### [PROBLEM TO WORK ON]
Print out the entries below with no edits.

───── RECORD LIST ─────

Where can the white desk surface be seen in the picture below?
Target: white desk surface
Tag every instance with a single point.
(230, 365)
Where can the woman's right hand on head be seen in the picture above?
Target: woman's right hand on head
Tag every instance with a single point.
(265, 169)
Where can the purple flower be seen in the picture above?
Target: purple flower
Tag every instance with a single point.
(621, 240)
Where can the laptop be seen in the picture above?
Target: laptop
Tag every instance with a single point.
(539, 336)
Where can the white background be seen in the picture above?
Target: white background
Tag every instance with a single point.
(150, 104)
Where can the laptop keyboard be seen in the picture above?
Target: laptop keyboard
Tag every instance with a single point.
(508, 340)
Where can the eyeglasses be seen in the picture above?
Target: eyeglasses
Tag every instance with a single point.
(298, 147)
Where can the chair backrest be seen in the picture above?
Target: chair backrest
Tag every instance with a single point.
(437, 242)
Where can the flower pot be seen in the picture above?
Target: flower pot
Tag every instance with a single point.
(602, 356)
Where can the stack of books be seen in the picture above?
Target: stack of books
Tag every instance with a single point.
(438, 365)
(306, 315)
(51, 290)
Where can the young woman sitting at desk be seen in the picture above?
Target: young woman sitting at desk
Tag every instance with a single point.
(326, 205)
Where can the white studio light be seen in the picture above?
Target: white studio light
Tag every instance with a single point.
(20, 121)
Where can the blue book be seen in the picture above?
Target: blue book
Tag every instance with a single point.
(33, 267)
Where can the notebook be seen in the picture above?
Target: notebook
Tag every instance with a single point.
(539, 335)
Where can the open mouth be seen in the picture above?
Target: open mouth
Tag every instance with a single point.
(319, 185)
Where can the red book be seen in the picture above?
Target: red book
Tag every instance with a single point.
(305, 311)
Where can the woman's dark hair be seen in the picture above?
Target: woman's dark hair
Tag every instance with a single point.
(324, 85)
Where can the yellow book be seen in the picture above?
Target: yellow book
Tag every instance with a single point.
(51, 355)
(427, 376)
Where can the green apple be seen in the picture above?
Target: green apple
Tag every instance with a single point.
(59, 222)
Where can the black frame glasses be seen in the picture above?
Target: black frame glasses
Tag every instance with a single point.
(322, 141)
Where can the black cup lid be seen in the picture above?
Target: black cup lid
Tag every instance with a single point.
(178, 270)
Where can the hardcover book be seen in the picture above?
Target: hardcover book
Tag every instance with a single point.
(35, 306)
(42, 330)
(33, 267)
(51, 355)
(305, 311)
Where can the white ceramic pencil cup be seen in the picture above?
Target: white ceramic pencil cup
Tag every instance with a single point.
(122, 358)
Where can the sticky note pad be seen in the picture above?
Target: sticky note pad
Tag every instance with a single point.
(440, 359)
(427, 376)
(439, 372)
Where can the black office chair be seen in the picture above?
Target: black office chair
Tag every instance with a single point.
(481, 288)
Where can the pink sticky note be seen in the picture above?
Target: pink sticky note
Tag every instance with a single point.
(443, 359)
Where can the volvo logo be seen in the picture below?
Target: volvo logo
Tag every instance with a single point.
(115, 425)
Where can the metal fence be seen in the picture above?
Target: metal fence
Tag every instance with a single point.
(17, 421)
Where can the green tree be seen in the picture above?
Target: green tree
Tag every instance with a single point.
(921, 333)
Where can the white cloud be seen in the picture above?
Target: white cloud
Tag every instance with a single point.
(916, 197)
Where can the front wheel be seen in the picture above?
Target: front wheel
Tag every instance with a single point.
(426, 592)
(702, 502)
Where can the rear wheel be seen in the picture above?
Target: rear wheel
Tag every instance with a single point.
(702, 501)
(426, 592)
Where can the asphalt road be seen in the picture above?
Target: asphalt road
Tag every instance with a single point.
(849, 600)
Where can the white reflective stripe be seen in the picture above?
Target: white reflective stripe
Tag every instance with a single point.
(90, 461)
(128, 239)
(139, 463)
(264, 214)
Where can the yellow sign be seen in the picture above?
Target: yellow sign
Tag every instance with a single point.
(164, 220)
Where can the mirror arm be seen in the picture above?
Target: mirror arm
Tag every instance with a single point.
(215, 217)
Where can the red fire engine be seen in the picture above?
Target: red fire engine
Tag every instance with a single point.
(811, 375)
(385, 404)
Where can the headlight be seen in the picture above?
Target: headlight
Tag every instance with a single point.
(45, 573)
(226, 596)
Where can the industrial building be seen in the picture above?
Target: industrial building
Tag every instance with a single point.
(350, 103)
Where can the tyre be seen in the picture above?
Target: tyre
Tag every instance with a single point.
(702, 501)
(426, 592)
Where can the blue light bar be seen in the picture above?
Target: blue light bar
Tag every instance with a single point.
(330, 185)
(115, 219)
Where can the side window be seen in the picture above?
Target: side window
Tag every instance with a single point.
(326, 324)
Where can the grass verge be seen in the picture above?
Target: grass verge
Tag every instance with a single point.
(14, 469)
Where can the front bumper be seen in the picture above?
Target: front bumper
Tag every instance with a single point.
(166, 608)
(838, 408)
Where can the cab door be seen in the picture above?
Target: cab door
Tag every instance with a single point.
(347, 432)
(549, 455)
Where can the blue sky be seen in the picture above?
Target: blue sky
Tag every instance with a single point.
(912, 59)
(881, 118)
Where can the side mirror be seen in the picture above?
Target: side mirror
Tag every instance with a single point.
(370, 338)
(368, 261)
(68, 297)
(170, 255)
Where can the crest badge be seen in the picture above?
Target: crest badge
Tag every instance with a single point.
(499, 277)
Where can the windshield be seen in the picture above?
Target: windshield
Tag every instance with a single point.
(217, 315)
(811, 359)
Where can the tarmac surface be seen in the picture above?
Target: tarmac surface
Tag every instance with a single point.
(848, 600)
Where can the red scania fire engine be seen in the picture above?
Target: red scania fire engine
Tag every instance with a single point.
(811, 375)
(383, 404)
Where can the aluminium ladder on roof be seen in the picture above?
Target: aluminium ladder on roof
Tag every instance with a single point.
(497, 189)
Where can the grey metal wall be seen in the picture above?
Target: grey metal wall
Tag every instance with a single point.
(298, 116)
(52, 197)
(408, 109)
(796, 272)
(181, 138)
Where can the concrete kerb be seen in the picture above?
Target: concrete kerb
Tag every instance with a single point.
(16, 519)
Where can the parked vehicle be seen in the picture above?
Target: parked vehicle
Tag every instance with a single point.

─────

### [SOLUTION FOR THIS EXERCISE]
Where can the white desk surface be seen in the picture below?
Target: white desk surface
Tag every instance with a single point.
(230, 365)
Where can the woman's right hand on head be seen in the picture above?
Target: woman's right hand on head
Tag every instance with a single point.
(265, 169)
Where can the purple flower be seen in the picture above?
Target: purple flower
Tag every instance with a single point.
(621, 240)
Where can the laptop be seen in the picture above?
Target: laptop
Tag every instance with a single point.
(539, 336)
Where can the white background be seen in the picture above?
Target: white background
Tag every instance with a single point.
(150, 104)
Where can the laptop keyboard be seen in the picture above?
Target: laptop keyboard
Tag every instance with a single point.
(508, 340)
Where can the eyeglasses be seen in the picture above?
Target: eyeglasses
Tag every instance with a single point.
(298, 147)
Where can the chair backrest be seen in the picture above?
Target: chair backrest
Tag every instance with a single point.
(437, 242)
Where can the flower pot be seen in the picture above?
Target: flower pot
Tag every instance with a single point.
(602, 356)
Where can the stack of books be seen in the picture above?
Target: stack of books
Tag every instance with a single point.
(438, 365)
(306, 315)
(51, 290)
Where can the young woman sitting at desk be seen in the picture above?
Target: young woman sitting at desk
Tag every instance with a single point.
(326, 205)
Where can the white studio light be seen in the picture above?
Target: white studio light
Tag every instance with a single point.
(20, 121)
Where can the blue book be seen in the picture above?
Target: blue book
Tag every instance with a single point.
(33, 267)
Where can the notebook be seen in the picture above?
Target: notebook
Tag every instance with a single point.
(539, 335)
Where can the open mouth be seen in the picture above?
Target: open mouth
Tag every instance with a single point.
(319, 185)
Where can the red book be seen in the picture above?
Target: red book
Tag every instance with a single point.
(305, 311)
Where can the woman's dark hair be seen in the picture above?
Target: woman's dark hair
Tag every instance with a single point.
(324, 85)
Where can the yellow book be seen in the picture above?
Target: yellow book
Tag every instance with a single point.
(51, 355)
(427, 376)
Where can the green apple be seen in the picture above?
Target: green apple
Tag every instance with a single point.
(59, 222)
Where can the black frame glasses be seen in the picture above?
Target: black frame glasses
Tag every instance with a single point.
(322, 141)
Where can the black cup lid be seen in the picture above?
Target: black cup lid
Tag every instance with a single point.
(178, 270)
Where can the hardcover book be seen in the picture above?
Target: hardcover book
Tag every instance with a single point.
(35, 306)
(42, 330)
(33, 267)
(51, 355)
(305, 311)
Where can the white ceramic pencil cup be seen in the picture above?
Target: white ceramic pencil cup
Tag every instance with a single point.
(122, 358)
Where can the sticky note pad be seen in the picture above?
Target: sticky note pad
Tag every instance with a single point.
(440, 359)
(427, 376)
(439, 372)
Where can the black office chair be seen in the picture above?
Target: black office chair
Tag every instance with a single point.
(481, 288)
Where can the pink sticky note be seen in the picture above?
Target: pink sticky note
Tag every instance with a single point.
(443, 359)
Where can the volvo logo be seen in the picture below?
Target: volvo logo
Tag every instance with a single point.
(115, 425)
Where can the metal fence be seen in the picture above?
Target: metal fence
Tag every instance with a single point.
(17, 421)
Where can the green tree be seen in the picture above?
Target: green tree
Tag every instance with a single point.
(921, 333)
Where can the white cloud be seen in the picture above?
Target: white cloud
Tag every instance with a single point.
(916, 197)
Where can the front wheel be seen in the picture above?
Target: front wheel
Tag every instance with a single point.
(426, 592)
(702, 502)
Where can the rear wheel be seen in the picture above?
Target: rear wheel
Tag every instance with a single point.
(702, 501)
(426, 592)
Where can the asphalt road be seen in the picture above?
Target: asphalt road
Tag every instance with a single point.
(849, 600)
Where can the white reflective stripe be seen in the picture above?
Target: white reflective stripe
Tag every instance with a single point.
(90, 461)
(128, 239)
(139, 463)
(264, 214)
Where can the yellow sign be seen in the picture above?
Target: yellow sign
Tag every instance with a single point.
(164, 220)
Where can the mirror arm be seen in the picture above?
Target: mirror arm
Tag every instance with a single point.
(215, 217)
Where can the red fire engine be seen in the picture above?
Target: red fire engine
Tag every instance with a single point.
(811, 375)
(385, 404)
Where can the headlight be seen in the picture above?
Target: headlight
Tag every instance with a single point.
(45, 573)
(226, 596)
Where can the industrial building be seen in the picture above?
Target: industrial building
Tag every instance with a single point.
(350, 103)
Where can the tyre be seen in the picture above?
Target: tyre
Tag every instance with a single point.
(702, 501)
(426, 592)
Where can the blue light bar be seen in the picture above?
Target: blue light bar
Tag every instance with a single point.
(330, 185)
(115, 219)
Where can the side window be seen in the picture above?
Target: side window
Tag every instance with a single point.
(326, 324)
Where can the grass verge be seen in the picture above?
Target: grass verge
Tag every instance with a single point.
(14, 469)
Where can the front bumper be seen in the picture above?
Target: front bumper
Tag every instance with a single point.
(166, 608)
(838, 408)
Where can the cab door be seen in the picture above?
Target: cab door
Tag every instance with a single point.
(347, 432)
(549, 455)
Where can the blue sky be seen in the picture above?
Target: blue sky
Tag every instance with a single point.
(912, 59)
(881, 118)
Where can the side mirror be seen in the picture above?
Target: side mirror
Tag every instance with a single point.
(370, 338)
(368, 261)
(68, 297)
(170, 255)
Where can the crest badge be seen in the picture above?
Target: crest badge
Tag every instance with a single point.
(499, 277)
Where can the windshield be seen in the picture above?
Target: windshield
Tag every instance with a single point.
(217, 315)
(811, 359)
Where can the tarmac surface be seen in the picture above?
Target: tarmac surface
Tag every instance with a single point.
(848, 600)
Where can the red scania fire engine be seen in the picture above?
Target: red scania fire engine
Tag every instance with a single point.
(811, 375)
(383, 404)
Where can the aluminium ladder on roof be seen in the picture above?
Target: aluminium ladder on roof
Tag every instance with a single point.
(497, 189)
Where can the grey metal wall be seen in the picture above?
Target: grey metal wall
Tag every instance with a single point.
(298, 116)
(52, 197)
(408, 109)
(796, 272)
(181, 138)
Where can the concrete kerb be seen in the picture above?
Target: concrete kerb
Tag every instance with a single point.
(16, 519)
Where can the parked vehicle be seen in the picture above?
Target: parked vehicle
Tag every instance with a single point.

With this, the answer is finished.